Exercise prompt:
Output the full material exactly as it appears here.

Record excerpts:
----------
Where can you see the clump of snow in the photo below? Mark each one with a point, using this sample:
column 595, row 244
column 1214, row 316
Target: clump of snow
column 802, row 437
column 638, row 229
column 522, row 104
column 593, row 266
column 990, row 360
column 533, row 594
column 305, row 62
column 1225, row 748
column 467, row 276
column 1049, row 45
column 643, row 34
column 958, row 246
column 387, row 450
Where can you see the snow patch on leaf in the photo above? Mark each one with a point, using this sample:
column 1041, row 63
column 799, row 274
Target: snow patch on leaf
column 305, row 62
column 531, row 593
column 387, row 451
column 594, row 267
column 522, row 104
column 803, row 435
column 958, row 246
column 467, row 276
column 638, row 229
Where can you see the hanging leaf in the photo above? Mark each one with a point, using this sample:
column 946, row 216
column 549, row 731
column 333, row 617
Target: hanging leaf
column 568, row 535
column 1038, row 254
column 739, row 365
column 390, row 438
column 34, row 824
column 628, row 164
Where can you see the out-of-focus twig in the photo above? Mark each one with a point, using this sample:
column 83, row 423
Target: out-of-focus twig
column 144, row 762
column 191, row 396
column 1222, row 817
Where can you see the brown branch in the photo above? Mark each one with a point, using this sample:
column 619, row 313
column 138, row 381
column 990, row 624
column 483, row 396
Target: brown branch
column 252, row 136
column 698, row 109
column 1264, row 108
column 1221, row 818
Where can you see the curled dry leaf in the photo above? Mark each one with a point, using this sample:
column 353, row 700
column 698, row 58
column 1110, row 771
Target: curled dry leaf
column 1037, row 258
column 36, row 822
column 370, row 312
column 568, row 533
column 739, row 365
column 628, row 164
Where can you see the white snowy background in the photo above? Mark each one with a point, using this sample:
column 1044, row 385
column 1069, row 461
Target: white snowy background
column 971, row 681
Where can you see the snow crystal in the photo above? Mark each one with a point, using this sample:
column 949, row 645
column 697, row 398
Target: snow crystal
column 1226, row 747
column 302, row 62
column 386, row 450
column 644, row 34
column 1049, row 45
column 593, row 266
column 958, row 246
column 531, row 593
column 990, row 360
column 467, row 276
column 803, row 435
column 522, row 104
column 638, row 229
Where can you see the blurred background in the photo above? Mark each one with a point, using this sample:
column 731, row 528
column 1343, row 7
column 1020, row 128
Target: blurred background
----------
Correct response:
Where can you see the clump of snow in the photo below? Mark each one with a point, using this sample:
column 595, row 244
column 1214, row 316
Target: clump of snow
column 802, row 437
column 638, row 229
column 522, row 104
column 593, row 266
column 990, row 360
column 533, row 594
column 305, row 62
column 1225, row 748
column 467, row 276
column 1049, row 45
column 643, row 34
column 958, row 246
column 387, row 450
Where can you see the snow patch on leaf in the photo above? Mark each one with a point, using this sample:
column 1041, row 63
column 799, row 274
Target: snow patch on leaf
column 305, row 62
column 531, row 593
column 387, row 451
column 594, row 267
column 522, row 104
column 803, row 435
column 958, row 246
column 467, row 276
column 638, row 229
Where can you see the hanging leaf in the photo above? Mark each one with a point, using this sample:
column 946, row 216
column 549, row 731
column 333, row 617
Target: hanging leaf
column 568, row 535
column 1038, row 254
column 739, row 365
column 390, row 438
column 34, row 824
column 628, row 164
Where can you see the out-of-focus twig in the photo above? Mark each one with a point, using this sample:
column 83, row 423
Target: out-of-focus twig
column 144, row 762
column 191, row 396
column 1222, row 817
Where can you see the brown branch in the photo above? Mark each one with a point, using this sample:
column 619, row 313
column 138, row 381
column 990, row 624
column 483, row 396
Target: brown branch
column 252, row 136
column 698, row 109
column 1264, row 108
column 1221, row 818
Where can you see the curled dry leaf in the photo above? Mark each one with a point, using this sample:
column 353, row 700
column 698, row 58
column 1110, row 771
Target: curled dry leaf
column 1037, row 258
column 36, row 822
column 370, row 312
column 568, row 533
column 739, row 365
column 628, row 164
Where can you see the white snowy background in the photo above? Mark each one with a point, using this sample:
column 1044, row 385
column 1069, row 461
Target: white snowy background
column 971, row 681
Where can you see the snow crystal in the photo above? Mark each one with a point, using this sample:
column 949, row 645
column 697, row 398
Target: snow crystal
column 1226, row 747
column 302, row 62
column 386, row 450
column 644, row 34
column 1049, row 45
column 593, row 266
column 958, row 246
column 531, row 593
column 990, row 360
column 467, row 276
column 803, row 435
column 522, row 104
column 638, row 229
Where can you see the blurred background in the photo above? Mark each one with a point, using this sample:
column 731, row 528
column 1343, row 7
column 1020, row 128
Target: blurred background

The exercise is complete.